SELECTED EXCERPT =>
------
I am interested in climate change, host-parasitoid interactions, endosymbiosis, plant-herbivore interactions, and how all this is affected by climate change.
One of the side projects that I am working on is the effect of wind on insects and their host plants. According to most climate change scenarios, average wind will decrease globally, but locally will increase in some places and decrease in others. That is why it is important for us to understand the direct effect of wind on insects and plants, and also the cascade of indirect effects that wind can cause on insects herbivores and predators through their host plants and prey.
Another topic that fascinates me is the endosymbiosis that occur between aphids and microbes (the symbiosis between ants and aphids is also pretty cool too). Mainly I am interested in the secondary (facultative) symbionts that some aphids harbour (Oliver et al. 2010). From the multiple secondary symbionts, I study Hamiltonella defensa and Serratia symbiotica.
H. defensa grants aphids with immune protection against the attack of parasitoid wasps. This is dependant on what strain of virus the symbiont is infected with (complicated right?). Different virus grant different levels of protection. But wasps can (sometimes!) detect if aphids are “protected” by H. defensa, and thus can decide not to waste precious eggs on protected aphids, or the opposite strategy, superinfect aphids with multiple eggs to overcome the endosymbiont resistance.
S. symbiotica is a bit simpler, since it doesn’t has any virus infection, and mainly there is a single line found in aphids around. This symbiont grants some level of temperature resistance to aphids. More precisely, aphids that harbour this symbiont are more resistant to heat shocks, but the details of this physiological interaction are not well known, and that’s what I am trying to figure!
------
Can you reproduce the research overview word for word, between "H. defensa grants" and "the endosymbiont resistance.", inclusive?

[Descriptions of regions in natural language]
------
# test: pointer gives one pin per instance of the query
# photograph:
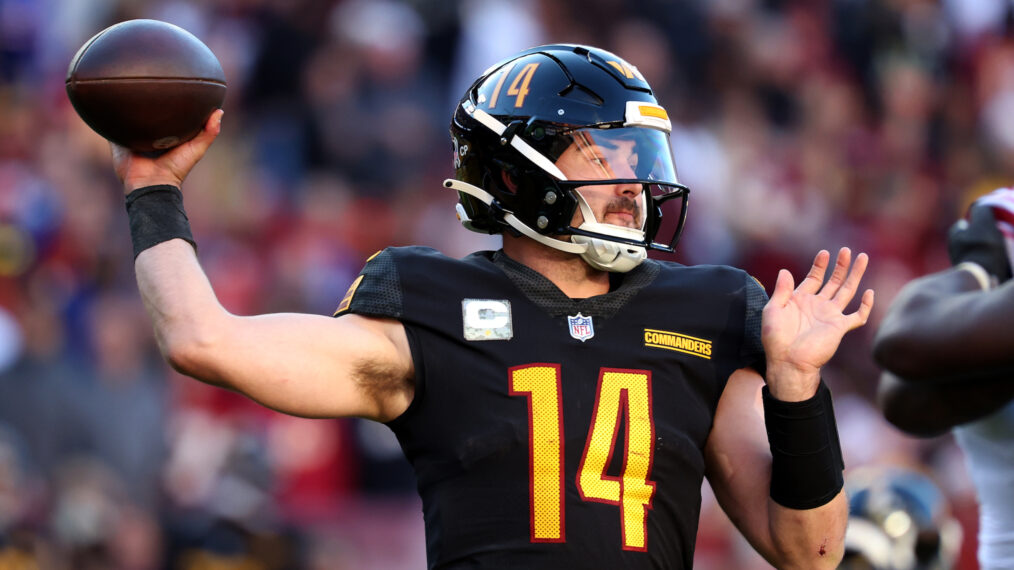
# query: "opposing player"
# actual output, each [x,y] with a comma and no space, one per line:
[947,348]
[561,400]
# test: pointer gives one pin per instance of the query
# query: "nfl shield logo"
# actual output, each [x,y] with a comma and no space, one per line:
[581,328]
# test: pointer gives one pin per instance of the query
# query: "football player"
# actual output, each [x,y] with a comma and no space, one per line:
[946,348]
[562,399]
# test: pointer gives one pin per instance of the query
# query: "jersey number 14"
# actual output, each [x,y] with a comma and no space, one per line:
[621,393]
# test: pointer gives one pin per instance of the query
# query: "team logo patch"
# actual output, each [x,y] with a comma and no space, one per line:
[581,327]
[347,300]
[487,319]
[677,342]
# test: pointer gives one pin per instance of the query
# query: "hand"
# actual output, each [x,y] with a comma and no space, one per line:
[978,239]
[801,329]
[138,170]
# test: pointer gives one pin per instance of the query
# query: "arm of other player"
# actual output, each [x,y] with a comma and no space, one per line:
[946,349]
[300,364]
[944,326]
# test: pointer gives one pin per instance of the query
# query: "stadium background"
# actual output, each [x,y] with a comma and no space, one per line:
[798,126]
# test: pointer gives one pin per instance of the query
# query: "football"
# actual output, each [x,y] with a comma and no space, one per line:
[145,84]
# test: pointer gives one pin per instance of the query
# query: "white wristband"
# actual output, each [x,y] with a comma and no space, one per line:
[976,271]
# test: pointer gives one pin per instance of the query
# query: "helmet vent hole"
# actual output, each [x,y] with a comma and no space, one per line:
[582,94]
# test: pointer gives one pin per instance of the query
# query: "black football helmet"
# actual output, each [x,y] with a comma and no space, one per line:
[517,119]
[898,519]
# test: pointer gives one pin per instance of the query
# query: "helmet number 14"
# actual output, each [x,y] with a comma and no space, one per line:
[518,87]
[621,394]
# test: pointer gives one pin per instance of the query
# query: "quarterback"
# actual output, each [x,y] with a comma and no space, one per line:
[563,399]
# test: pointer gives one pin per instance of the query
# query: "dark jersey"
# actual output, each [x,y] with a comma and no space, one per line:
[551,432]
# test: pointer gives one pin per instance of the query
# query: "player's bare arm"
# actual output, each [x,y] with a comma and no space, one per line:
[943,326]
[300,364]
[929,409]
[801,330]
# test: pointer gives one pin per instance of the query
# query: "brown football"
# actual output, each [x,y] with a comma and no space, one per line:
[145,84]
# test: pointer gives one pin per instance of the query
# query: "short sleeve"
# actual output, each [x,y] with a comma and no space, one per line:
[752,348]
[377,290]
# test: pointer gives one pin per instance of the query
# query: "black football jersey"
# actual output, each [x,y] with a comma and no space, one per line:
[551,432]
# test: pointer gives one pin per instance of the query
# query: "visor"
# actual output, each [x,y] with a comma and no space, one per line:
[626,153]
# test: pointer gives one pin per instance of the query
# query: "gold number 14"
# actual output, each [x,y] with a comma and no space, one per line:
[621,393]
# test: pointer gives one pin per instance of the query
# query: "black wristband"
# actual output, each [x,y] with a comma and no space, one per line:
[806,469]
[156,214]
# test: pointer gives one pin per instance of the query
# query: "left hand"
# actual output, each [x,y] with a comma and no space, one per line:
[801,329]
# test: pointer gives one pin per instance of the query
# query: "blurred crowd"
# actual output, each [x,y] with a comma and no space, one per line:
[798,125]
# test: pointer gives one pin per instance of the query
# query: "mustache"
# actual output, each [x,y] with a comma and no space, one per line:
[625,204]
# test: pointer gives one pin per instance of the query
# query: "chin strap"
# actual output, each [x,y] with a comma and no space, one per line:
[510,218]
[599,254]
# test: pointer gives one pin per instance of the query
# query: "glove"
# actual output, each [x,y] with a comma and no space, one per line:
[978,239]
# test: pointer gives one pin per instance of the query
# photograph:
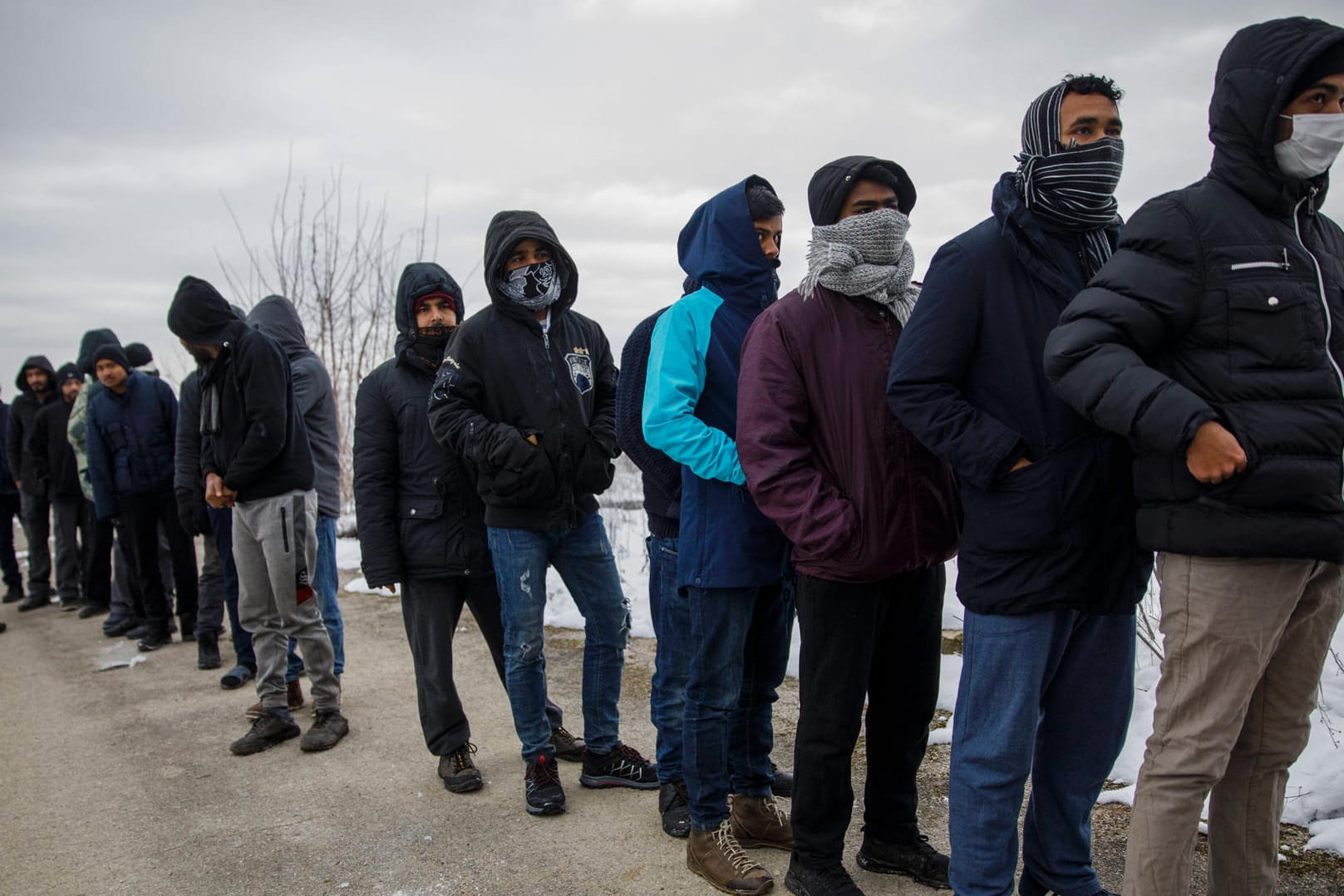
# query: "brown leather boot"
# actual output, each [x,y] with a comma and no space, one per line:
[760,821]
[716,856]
------
RESULT OF THE TASK =>
H. defensa grants aphids with immune protection against the attack of parasitoid wasps. This is dependant on what strain of virus the symbiont is infected with (complicated right?). Different virus grant different levels of protection. But wasps can (sometimes!) detect if aphids are “protected” by H. defensa, and thus can decide not to waste precious eggs on protected aphids, or the opposite strategy, superinfect aphids with multiple eggs to overcome the endosymbiont resistance.